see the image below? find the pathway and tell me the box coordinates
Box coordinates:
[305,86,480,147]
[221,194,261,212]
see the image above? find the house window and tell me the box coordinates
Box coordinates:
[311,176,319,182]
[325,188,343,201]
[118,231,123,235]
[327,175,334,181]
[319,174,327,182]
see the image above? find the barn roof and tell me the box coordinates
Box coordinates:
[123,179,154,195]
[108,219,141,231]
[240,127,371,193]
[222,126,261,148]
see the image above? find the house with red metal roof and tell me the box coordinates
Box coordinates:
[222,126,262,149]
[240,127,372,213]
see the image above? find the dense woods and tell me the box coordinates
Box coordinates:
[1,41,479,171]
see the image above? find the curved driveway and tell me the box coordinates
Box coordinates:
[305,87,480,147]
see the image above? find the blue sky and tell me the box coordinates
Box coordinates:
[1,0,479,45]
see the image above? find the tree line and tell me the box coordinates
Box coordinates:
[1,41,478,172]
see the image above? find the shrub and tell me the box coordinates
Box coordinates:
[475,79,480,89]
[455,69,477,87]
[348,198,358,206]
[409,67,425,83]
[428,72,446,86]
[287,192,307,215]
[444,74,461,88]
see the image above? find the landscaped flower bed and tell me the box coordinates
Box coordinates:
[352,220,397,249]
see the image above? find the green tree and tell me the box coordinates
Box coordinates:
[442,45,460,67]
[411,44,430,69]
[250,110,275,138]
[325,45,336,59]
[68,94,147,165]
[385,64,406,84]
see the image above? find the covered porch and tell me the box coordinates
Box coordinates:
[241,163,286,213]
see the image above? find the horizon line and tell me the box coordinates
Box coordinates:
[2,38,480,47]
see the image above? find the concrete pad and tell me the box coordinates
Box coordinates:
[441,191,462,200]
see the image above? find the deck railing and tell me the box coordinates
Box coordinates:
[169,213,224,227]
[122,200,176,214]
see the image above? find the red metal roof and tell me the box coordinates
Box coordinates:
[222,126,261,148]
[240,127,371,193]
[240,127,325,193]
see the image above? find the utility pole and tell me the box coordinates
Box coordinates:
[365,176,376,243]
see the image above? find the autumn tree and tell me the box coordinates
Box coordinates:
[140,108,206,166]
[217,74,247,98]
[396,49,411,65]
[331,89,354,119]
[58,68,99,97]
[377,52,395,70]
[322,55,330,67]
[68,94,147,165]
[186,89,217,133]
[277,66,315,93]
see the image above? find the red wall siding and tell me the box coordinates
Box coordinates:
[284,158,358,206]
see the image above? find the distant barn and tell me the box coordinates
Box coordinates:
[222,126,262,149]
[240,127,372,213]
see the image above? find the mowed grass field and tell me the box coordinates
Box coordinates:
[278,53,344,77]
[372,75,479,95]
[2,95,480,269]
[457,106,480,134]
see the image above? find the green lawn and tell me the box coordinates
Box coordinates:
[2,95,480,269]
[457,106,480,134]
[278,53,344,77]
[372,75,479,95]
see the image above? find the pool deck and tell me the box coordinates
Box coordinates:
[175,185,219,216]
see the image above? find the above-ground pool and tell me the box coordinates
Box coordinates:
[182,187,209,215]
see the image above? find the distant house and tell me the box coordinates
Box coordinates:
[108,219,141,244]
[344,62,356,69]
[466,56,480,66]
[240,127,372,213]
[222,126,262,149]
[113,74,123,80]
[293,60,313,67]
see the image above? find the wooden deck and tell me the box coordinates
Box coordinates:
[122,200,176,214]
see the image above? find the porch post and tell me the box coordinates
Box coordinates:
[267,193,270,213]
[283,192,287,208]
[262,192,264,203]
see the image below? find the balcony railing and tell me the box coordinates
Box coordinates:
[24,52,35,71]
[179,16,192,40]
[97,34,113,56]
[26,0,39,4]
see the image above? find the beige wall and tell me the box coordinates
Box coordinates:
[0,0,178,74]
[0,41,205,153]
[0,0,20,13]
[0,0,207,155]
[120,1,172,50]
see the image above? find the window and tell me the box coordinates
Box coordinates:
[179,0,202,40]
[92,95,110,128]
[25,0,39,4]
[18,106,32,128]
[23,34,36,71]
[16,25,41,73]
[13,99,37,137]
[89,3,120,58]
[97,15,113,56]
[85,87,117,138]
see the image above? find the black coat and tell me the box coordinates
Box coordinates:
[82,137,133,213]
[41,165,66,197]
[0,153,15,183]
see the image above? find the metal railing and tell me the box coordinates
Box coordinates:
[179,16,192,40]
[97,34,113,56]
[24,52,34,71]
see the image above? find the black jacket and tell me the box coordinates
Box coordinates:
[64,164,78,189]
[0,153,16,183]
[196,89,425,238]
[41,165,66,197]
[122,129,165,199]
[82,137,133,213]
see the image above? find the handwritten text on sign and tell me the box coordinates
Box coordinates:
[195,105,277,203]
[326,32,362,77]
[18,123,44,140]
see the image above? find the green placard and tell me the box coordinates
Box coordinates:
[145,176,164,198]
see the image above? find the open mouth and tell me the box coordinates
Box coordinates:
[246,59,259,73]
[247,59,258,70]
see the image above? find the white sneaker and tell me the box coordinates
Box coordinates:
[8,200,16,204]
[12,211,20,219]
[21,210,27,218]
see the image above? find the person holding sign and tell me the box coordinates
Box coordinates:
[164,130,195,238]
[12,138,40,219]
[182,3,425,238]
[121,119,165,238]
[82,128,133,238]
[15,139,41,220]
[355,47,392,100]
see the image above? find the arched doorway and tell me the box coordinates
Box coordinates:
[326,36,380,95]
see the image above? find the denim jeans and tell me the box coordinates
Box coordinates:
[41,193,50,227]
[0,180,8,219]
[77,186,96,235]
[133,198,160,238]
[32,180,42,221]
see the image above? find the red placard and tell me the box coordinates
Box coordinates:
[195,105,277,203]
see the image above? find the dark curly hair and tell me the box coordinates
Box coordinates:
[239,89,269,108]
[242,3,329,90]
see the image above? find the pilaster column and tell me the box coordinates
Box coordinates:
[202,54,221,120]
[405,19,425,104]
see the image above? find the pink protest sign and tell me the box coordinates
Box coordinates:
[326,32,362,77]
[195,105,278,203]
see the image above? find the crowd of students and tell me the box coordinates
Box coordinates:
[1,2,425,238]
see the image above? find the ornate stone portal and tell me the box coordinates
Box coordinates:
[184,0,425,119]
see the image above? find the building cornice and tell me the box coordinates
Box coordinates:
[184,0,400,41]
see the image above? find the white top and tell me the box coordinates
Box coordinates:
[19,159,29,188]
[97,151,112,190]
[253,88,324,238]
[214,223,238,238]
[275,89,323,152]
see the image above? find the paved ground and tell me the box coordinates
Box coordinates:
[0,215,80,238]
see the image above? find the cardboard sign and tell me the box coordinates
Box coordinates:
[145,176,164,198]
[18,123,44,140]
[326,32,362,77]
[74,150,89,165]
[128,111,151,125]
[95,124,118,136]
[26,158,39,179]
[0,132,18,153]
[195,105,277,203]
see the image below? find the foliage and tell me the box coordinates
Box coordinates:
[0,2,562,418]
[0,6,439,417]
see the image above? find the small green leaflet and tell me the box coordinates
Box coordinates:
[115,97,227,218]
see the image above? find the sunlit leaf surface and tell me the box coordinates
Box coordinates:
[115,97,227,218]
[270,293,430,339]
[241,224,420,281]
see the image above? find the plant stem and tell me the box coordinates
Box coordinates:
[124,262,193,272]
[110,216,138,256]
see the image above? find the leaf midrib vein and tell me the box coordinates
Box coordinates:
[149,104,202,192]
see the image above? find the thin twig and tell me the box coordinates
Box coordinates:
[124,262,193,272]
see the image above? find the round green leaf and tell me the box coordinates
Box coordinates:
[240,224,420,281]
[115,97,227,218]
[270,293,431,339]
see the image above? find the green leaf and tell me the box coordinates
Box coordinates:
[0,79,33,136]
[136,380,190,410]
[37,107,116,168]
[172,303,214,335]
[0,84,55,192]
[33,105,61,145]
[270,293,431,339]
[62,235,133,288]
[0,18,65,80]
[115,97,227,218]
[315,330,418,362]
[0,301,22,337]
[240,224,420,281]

________________

BRIEF. Write out again, exactly, the lines from the start of the entries up to and including the one with "see the image above? find the autumn". Nothing else belongs in the reply.

RESPONSE AREA.
see the image below? find the pathway and tell me the box coordinates
Box coordinates:
[305,86,480,147]
[221,194,261,212]
see the image above? find the house window and tell me the box coordinates
Box coordinates:
[311,176,319,182]
[325,188,343,201]
[118,231,123,235]
[327,175,334,181]
[319,174,327,182]
see the image above? find the barn roof and tell me the box coordinates
Box coordinates:
[123,179,154,195]
[108,219,141,231]
[240,127,371,193]
[222,126,261,148]
see the image above? find the house with red metal roof and tell me the box coordinates
Box coordinates:
[222,126,262,149]
[240,127,372,213]
see the image above? find the dense woods and tell me the box coordinates
Box coordinates:
[1,41,479,171]
see the image above? find the curved driveway and tell me the box coordinates
Box coordinates:
[305,87,480,147]
see the image above? find the blue sky and tell me the box coordinates
Box coordinates:
[1,0,479,45]
see the image above? find the tree line and tell me the box coordinates
Box coordinates:
[1,41,478,172]
see the image above? find the shrub and tell me the box coordinates
Box coordinates:
[475,79,480,89]
[455,69,477,87]
[348,198,358,206]
[409,67,425,83]
[428,72,446,86]
[287,192,307,215]
[444,74,461,88]
see the image above? find the landscaped flower bed and tell me the box coordinates
Box coordinates:
[352,220,397,249]
see the image above? find the green tree and tell me the box coordinates
Box coordinates:
[442,45,460,67]
[411,44,430,69]
[250,110,275,138]
[325,45,336,59]
[68,94,147,165]
[385,64,406,84]
see the image above? find the covered porch and tell me the box coordinates
Box coordinates:
[241,163,286,213]
see the image above? find the horizon line and tell me the box coordinates
Box coordinates:
[2,38,480,47]
see the image above? find the concrete pad and tell me the box coordinates
Box coordinates:
[441,191,462,200]
see the image above? find the deck railing and tell me the box coordinates
Box coordinates:
[169,213,224,227]
[122,200,176,214]
see the image above? find the red metal roof and tell me the box coordinates
Box coordinates:
[222,126,261,148]
[240,127,371,193]
[240,127,325,193]
see the image above? find the utility pole and tell me the box coordinates
Box coordinates:
[365,176,376,243]
see the image above? find the autumn tree and tell me the box coordinates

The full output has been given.